> [Task directions]: Nothing should be left out when you copy the entries below.

> [Available data]:
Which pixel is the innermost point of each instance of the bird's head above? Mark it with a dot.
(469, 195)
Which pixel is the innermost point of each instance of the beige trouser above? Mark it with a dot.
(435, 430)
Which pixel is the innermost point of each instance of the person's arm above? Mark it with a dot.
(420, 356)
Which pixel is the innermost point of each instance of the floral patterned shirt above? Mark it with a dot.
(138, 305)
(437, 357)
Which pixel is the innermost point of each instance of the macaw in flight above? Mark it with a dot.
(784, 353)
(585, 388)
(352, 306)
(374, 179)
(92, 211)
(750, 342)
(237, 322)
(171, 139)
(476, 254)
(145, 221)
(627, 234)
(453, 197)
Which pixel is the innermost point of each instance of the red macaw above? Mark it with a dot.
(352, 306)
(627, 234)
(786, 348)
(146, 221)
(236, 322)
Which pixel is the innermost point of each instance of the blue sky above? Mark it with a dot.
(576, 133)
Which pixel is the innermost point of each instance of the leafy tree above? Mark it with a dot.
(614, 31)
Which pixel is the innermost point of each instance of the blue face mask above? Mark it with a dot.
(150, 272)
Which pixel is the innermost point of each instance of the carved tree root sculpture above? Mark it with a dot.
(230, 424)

> [Output of the task]:
Which pixel is the innermost point of each instance of the bird's head above? Mark it with a dot.
(469, 195)
Which pixel is the innermost point of each instance of the beige trouser above? Mark it with a dot.
(435, 430)
Which pixel is the innermost point of each instance of the person's arm above? Mark it with a dot.
(420, 356)
Which pixel is the innermost point of each instance of the floral patterned shirt above? Mark it with a dot.
(138, 305)
(437, 357)
Which pixel is the innermost point of each instance of the macaw in flight above? Mark it with a dot.
(784, 353)
(585, 388)
(352, 306)
(374, 179)
(92, 211)
(750, 342)
(237, 322)
(171, 139)
(476, 254)
(145, 221)
(627, 234)
(453, 197)
Which pixel is the innermost point of each instance of the red macaw above? Mark it with a dot.
(352, 306)
(627, 234)
(786, 348)
(146, 221)
(236, 322)
Which pixel is the innermost point of each instance of the blue sky above? Mark it with a dot.
(576, 133)
Which pixel is the innermost point of each instance of the leafy tree above? Mark it with a dot.
(614, 31)
Which pixel is the innermost point of each instance of the blue face mask above? Mark it with a dot.
(150, 272)
Which pixel is the innermost point of each instance of the carved tree root sculpture above? Mark it with a dot.
(230, 424)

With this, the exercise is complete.